─── Dataset content ───
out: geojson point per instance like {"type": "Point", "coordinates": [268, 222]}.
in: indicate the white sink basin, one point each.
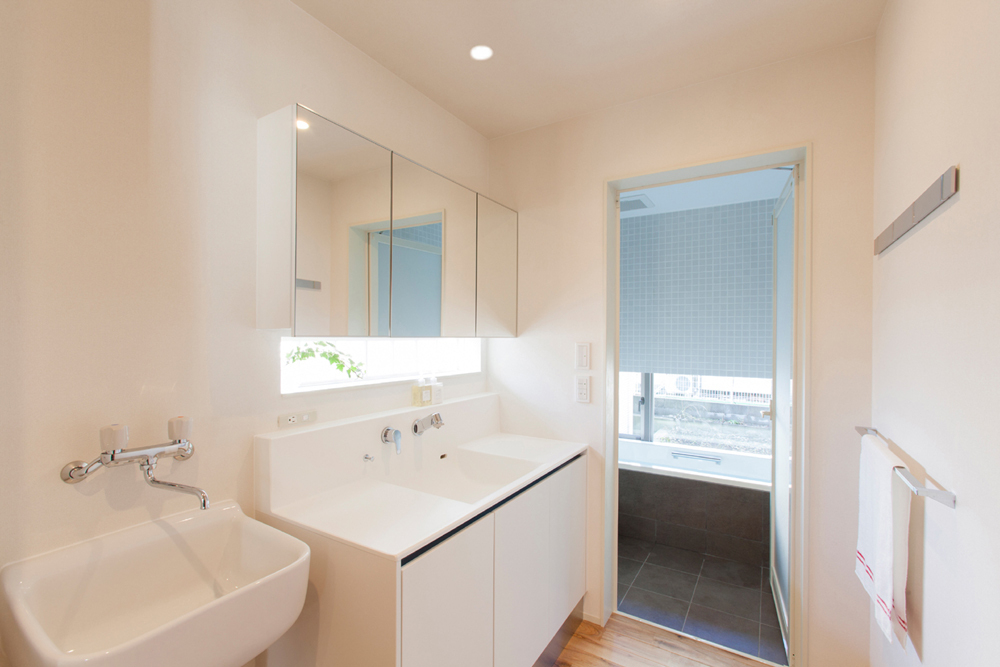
{"type": "Point", "coordinates": [205, 588]}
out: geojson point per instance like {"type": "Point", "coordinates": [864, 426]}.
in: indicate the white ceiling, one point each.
{"type": "Point", "coordinates": [555, 59]}
{"type": "Point", "coordinates": [706, 192]}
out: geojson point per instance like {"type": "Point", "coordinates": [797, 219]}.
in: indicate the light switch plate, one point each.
{"type": "Point", "coordinates": [583, 389]}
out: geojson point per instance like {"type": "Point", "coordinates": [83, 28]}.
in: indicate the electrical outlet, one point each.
{"type": "Point", "coordinates": [296, 419]}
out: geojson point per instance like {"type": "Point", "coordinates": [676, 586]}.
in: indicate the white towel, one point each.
{"type": "Point", "coordinates": [883, 535]}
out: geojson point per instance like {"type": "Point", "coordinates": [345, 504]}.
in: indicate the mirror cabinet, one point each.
{"type": "Point", "coordinates": [355, 240]}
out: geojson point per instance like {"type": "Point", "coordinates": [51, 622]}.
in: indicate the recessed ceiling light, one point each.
{"type": "Point", "coordinates": [481, 53]}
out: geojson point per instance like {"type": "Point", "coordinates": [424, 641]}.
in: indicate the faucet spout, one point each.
{"type": "Point", "coordinates": [147, 471]}
{"type": "Point", "coordinates": [430, 421]}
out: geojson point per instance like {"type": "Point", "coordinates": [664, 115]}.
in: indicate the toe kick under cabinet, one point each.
{"type": "Point", "coordinates": [494, 593]}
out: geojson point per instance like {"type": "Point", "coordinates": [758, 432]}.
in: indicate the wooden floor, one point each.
{"type": "Point", "coordinates": [625, 642]}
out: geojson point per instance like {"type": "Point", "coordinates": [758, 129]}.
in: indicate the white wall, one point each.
{"type": "Point", "coordinates": [936, 316]}
{"type": "Point", "coordinates": [554, 176]}
{"type": "Point", "coordinates": [127, 256]}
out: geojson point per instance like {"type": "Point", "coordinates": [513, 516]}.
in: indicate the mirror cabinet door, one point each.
{"type": "Point", "coordinates": [496, 269]}
{"type": "Point", "coordinates": [433, 254]}
{"type": "Point", "coordinates": [343, 192]}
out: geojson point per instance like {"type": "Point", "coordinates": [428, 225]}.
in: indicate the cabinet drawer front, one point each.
{"type": "Point", "coordinates": [540, 567]}
{"type": "Point", "coordinates": [447, 601]}
{"type": "Point", "coordinates": [523, 606]}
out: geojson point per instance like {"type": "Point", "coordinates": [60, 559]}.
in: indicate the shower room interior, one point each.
{"type": "Point", "coordinates": [704, 407]}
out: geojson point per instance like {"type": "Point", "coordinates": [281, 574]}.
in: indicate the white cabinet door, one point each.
{"type": "Point", "coordinates": [521, 605]}
{"type": "Point", "coordinates": [448, 602]}
{"type": "Point", "coordinates": [567, 540]}
{"type": "Point", "coordinates": [540, 564]}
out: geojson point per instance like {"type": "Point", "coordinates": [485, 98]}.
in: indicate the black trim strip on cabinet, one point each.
{"type": "Point", "coordinates": [427, 547]}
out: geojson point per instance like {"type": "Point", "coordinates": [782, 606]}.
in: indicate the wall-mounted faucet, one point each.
{"type": "Point", "coordinates": [432, 420]}
{"type": "Point", "coordinates": [115, 437]}
{"type": "Point", "coordinates": [393, 436]}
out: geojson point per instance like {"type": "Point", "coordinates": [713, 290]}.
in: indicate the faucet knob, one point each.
{"type": "Point", "coordinates": [114, 436]}
{"type": "Point", "coordinates": [179, 428]}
───
■ Exercise details
Quote each line of the listing exactly, but leave the pictures out.

■ Answer to the task
out: geojson point per instance like {"type": "Point", "coordinates": [268, 222]}.
in: indicate the white sink basin, one point each.
{"type": "Point", "coordinates": [205, 588]}
out: geojson point per instance like {"type": "Point", "coordinates": [864, 426]}.
in: indicate the white ceiling, one point each.
{"type": "Point", "coordinates": [555, 59]}
{"type": "Point", "coordinates": [706, 192]}
out: geojson point per instance like {"type": "Point", "coordinates": [797, 219]}.
in: indicate the light switch plate, one point each.
{"type": "Point", "coordinates": [583, 389]}
out: geojson point per instance like {"type": "Point", "coordinates": [83, 28]}.
in: indicate the electrical outlet, one point each.
{"type": "Point", "coordinates": [296, 419]}
out: geojson point per instance like {"type": "Point", "coordinates": [676, 586]}.
in: indicate the white towel, one point each.
{"type": "Point", "coordinates": [883, 535]}
out: geojson point per instance like {"type": "Point", "coordinates": [345, 504]}.
in: indicate the mirror cabinet, one point each.
{"type": "Point", "coordinates": [355, 240]}
out: geojson point per instance like {"type": "Point", "coordinates": [51, 622]}.
in: indicate the recessed ceiling light, one point each.
{"type": "Point", "coordinates": [481, 53]}
out: geojson point per instance like {"type": "Point", "coordinates": [424, 641]}.
in: indicate the faucet spout, one point each.
{"type": "Point", "coordinates": [147, 471]}
{"type": "Point", "coordinates": [430, 421]}
out: geojson point per instance like {"type": "Point", "coordinates": [664, 115]}.
in: indicate the toe kick under cabinet, one point each.
{"type": "Point", "coordinates": [494, 593]}
out: geojson point per instance like {"type": "Point", "coordinates": [758, 432]}.
in: indicate the wooden floor, one point each.
{"type": "Point", "coordinates": [625, 642]}
out: geojson point per instance like {"type": "Point", "coordinates": [758, 129]}.
in: indicate the white wall, one point each.
{"type": "Point", "coordinates": [936, 316]}
{"type": "Point", "coordinates": [554, 176]}
{"type": "Point", "coordinates": [127, 256]}
out: geojson point per instance like {"type": "Point", "coordinates": [513, 516]}.
in: indicate the mirror cabinet door, one point each.
{"type": "Point", "coordinates": [496, 269]}
{"type": "Point", "coordinates": [433, 254]}
{"type": "Point", "coordinates": [343, 192]}
out: geojson point per instance like {"type": "Point", "coordinates": [428, 225]}.
in: indicate the cabinet drawer front, one point each.
{"type": "Point", "coordinates": [540, 567]}
{"type": "Point", "coordinates": [447, 601]}
{"type": "Point", "coordinates": [523, 606]}
out: geojson point per instance like {"type": "Point", "coordinates": [60, 559]}.
in: indicate the shower room interior, one point each.
{"type": "Point", "coordinates": [704, 407]}
out: geojson point per instance like {"type": "Point", "coordinates": [281, 574]}.
in: indicate the white cabinet door, one point each.
{"type": "Point", "coordinates": [521, 605]}
{"type": "Point", "coordinates": [448, 602]}
{"type": "Point", "coordinates": [567, 540]}
{"type": "Point", "coordinates": [540, 564]}
out: geojson point per instance like {"type": "Point", "coordinates": [485, 98]}.
in: indicate the black trim strip on cabinet, one point each.
{"type": "Point", "coordinates": [427, 547]}
out: geojson point per instance like {"type": "Point", "coordinates": [782, 606]}.
in: indicate the wall-mounted faucet, one point each.
{"type": "Point", "coordinates": [432, 420]}
{"type": "Point", "coordinates": [115, 437]}
{"type": "Point", "coordinates": [393, 436]}
out: geojson point per instance like {"type": "Point", "coordinates": [713, 290]}.
in: indicate the faucet knob, one point each.
{"type": "Point", "coordinates": [114, 436]}
{"type": "Point", "coordinates": [179, 428]}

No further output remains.